> **DATA**
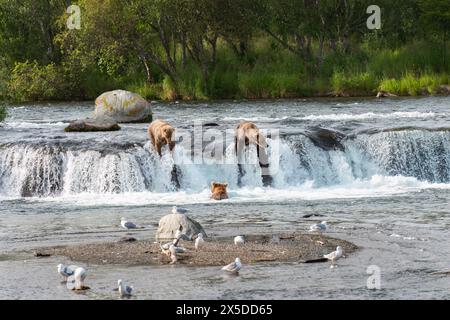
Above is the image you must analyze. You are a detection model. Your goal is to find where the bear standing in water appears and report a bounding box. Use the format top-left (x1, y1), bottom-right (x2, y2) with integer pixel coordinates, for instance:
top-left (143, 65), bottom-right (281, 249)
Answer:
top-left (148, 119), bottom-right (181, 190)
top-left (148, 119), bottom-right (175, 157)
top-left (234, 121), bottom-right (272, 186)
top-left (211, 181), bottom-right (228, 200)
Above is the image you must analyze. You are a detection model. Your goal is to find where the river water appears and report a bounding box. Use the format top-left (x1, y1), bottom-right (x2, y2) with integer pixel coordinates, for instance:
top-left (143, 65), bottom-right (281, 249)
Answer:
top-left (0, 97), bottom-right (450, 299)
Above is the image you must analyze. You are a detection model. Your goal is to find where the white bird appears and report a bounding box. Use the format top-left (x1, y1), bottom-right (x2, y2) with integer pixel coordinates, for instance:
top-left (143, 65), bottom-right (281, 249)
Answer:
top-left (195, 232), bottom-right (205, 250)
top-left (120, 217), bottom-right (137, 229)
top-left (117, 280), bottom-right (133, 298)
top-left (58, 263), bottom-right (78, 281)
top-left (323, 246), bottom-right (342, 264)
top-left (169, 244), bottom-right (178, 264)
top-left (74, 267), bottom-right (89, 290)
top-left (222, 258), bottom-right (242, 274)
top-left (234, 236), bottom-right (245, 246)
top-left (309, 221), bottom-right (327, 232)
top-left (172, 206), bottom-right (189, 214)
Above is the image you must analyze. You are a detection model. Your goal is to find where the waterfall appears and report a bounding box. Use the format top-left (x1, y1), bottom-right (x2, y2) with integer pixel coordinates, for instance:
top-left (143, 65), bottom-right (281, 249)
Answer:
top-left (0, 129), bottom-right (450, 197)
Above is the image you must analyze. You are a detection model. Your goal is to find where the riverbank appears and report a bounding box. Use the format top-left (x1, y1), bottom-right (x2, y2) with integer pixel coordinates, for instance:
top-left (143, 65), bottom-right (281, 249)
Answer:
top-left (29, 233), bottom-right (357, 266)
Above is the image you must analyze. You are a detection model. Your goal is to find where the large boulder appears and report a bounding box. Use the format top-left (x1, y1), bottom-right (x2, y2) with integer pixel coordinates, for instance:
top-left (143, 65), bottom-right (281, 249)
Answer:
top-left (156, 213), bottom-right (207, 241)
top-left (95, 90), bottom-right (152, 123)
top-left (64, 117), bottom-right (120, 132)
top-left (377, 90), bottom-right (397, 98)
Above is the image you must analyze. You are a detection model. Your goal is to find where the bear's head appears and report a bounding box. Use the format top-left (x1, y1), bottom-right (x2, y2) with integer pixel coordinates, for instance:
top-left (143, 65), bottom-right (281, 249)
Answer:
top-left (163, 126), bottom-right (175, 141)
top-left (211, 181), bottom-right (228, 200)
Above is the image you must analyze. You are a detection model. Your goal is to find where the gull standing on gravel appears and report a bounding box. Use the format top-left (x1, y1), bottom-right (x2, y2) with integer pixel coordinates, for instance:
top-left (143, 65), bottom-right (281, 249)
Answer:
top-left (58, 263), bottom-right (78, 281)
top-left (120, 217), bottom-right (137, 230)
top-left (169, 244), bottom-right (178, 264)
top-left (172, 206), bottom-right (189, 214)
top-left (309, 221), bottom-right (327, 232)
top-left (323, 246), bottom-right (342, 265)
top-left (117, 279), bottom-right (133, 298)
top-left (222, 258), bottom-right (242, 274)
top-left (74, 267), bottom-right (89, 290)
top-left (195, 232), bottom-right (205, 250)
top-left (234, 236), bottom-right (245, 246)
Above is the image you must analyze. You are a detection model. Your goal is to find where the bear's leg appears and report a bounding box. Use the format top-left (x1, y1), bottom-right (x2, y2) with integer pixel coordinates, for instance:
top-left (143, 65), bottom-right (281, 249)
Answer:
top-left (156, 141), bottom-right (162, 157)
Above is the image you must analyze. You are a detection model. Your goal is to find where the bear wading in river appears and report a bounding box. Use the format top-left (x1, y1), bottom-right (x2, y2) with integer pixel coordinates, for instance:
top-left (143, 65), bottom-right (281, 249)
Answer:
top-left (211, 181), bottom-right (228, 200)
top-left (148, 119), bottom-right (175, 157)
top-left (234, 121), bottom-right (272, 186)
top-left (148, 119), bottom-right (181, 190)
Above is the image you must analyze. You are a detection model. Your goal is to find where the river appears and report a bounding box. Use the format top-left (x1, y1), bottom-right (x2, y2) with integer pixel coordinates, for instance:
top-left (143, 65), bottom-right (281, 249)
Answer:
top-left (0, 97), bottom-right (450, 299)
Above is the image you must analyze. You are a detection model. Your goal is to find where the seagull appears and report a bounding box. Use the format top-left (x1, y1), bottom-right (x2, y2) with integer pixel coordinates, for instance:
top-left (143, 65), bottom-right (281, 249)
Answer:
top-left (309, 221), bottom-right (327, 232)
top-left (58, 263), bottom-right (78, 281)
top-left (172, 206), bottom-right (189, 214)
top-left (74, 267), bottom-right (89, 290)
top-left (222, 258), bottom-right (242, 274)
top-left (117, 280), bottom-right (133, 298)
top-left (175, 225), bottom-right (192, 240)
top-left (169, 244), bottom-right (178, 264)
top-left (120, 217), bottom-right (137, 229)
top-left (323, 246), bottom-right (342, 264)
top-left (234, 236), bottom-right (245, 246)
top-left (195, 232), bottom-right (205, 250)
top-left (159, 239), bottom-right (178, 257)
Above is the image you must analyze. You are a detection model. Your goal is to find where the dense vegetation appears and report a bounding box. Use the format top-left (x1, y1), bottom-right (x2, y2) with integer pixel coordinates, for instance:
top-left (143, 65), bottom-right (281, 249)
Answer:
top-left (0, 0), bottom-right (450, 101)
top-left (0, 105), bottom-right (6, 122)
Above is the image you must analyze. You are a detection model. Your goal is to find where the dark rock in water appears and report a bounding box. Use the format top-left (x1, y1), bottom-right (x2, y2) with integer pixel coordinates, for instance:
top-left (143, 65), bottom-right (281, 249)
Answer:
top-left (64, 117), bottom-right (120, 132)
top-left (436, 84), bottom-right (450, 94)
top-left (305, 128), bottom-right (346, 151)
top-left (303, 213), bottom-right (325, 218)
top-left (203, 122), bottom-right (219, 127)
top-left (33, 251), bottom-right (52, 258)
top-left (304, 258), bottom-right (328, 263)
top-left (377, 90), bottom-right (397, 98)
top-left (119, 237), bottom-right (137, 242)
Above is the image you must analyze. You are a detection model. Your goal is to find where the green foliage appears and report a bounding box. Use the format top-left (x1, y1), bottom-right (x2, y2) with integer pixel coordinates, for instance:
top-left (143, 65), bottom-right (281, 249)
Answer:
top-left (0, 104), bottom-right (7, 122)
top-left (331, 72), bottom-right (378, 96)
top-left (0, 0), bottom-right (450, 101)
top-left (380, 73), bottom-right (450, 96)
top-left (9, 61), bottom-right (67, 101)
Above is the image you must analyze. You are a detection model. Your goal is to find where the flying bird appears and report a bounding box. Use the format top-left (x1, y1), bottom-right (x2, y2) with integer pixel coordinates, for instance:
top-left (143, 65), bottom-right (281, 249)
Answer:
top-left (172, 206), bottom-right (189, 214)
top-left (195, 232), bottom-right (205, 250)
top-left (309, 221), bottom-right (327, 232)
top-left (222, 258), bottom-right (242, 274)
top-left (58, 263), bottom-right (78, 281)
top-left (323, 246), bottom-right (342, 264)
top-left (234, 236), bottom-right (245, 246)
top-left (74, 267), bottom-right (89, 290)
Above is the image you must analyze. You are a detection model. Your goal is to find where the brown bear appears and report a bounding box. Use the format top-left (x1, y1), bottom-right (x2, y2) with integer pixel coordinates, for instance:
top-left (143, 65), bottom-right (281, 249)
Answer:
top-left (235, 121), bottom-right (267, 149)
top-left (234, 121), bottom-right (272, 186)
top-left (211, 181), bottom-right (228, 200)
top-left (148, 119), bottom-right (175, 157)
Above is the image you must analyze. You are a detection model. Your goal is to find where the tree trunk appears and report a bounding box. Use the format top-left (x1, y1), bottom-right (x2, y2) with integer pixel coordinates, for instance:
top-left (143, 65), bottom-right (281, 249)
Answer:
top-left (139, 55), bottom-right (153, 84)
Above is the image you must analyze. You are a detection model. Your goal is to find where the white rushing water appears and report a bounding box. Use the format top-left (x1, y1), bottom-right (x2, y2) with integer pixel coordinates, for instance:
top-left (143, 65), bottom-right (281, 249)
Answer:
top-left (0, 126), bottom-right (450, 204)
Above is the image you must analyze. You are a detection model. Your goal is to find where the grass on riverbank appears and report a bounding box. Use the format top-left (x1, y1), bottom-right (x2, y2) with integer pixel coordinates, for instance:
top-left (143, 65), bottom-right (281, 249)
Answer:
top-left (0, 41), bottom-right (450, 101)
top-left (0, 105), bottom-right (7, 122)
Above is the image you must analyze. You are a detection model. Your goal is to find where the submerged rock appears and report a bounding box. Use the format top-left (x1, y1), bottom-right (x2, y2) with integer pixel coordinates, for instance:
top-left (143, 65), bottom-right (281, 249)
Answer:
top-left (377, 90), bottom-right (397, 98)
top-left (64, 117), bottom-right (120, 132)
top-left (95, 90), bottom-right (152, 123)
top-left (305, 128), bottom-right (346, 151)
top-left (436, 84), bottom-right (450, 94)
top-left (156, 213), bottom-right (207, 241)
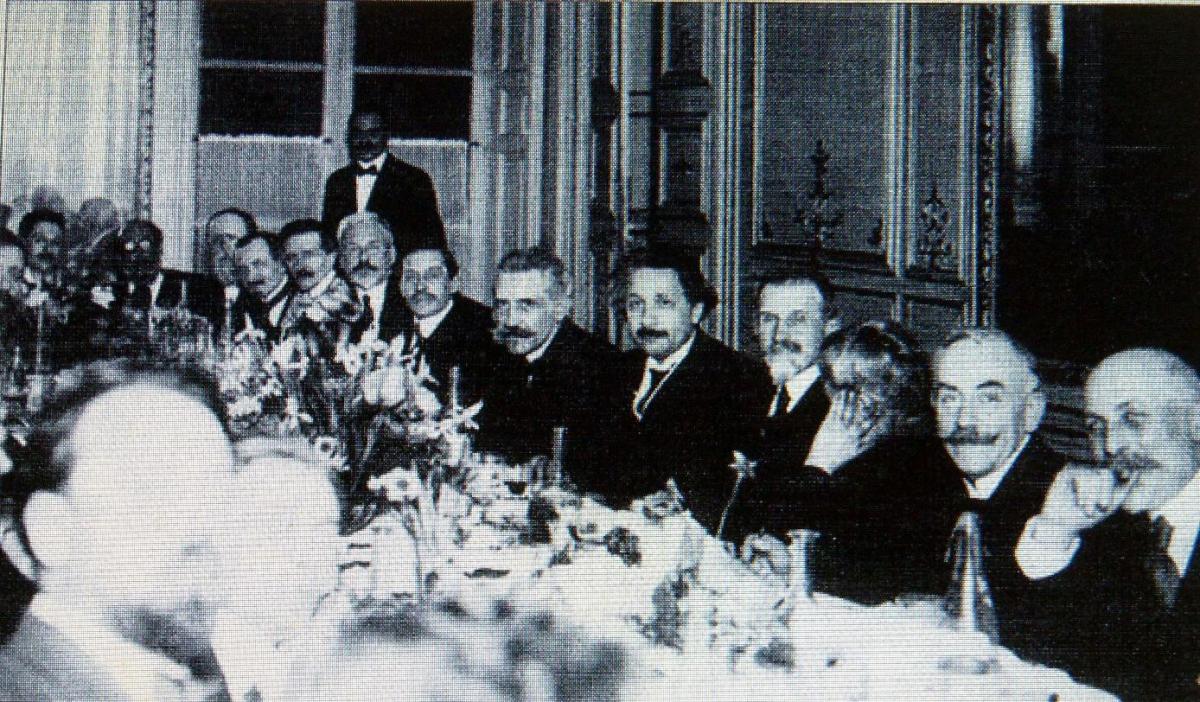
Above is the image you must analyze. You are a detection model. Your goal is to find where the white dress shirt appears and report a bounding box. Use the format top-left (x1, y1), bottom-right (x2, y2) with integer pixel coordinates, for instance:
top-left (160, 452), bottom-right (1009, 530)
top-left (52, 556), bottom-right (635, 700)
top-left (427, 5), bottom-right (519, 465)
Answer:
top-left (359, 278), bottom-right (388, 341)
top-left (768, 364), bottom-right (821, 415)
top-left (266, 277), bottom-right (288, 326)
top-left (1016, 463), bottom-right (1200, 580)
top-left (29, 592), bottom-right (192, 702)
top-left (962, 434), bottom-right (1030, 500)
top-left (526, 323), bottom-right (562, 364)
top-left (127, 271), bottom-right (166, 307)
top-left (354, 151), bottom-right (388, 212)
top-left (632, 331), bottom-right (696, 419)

> **WHAT YOU WILL DO**
Copy the final portion of the records: every line from the one containing "where the submerged" through the last, word for word, without pictures.

> **CORRECT ANSWER**
Above is the image you must analyze. You are a detection model. Your goal is to find where the submerged rock appears and report a bounding box. Use the format top-left (x1, y1), bottom-right (x2, y2) with integer pixel coordinates, for instance:
top-left (143, 65), bottom-right (281, 249)
Answer:
top-left (377, 90), bottom-right (397, 98)
top-left (64, 117), bottom-right (120, 132)
top-left (95, 90), bottom-right (152, 123)
top-left (305, 128), bottom-right (346, 151)
top-left (436, 84), bottom-right (450, 94)
top-left (156, 213), bottom-right (207, 241)
Above is the image you must analyze. You are a detection model. Your goal is to find where the white dress shirt appears and report a bounding box. Use the format top-left (x1, y1), bottom-right (x2, y2) with integer pixel coordinates, for instance:
top-left (160, 452), bottom-right (1009, 530)
top-left (52, 556), bottom-right (635, 700)
top-left (427, 5), bottom-right (519, 465)
Answer:
top-left (359, 278), bottom-right (388, 341)
top-left (768, 364), bottom-right (821, 415)
top-left (266, 277), bottom-right (288, 326)
top-left (1016, 463), bottom-right (1200, 580)
top-left (29, 592), bottom-right (192, 702)
top-left (962, 434), bottom-right (1030, 500)
top-left (526, 323), bottom-right (562, 364)
top-left (127, 271), bottom-right (166, 307)
top-left (354, 151), bottom-right (388, 212)
top-left (632, 331), bottom-right (696, 419)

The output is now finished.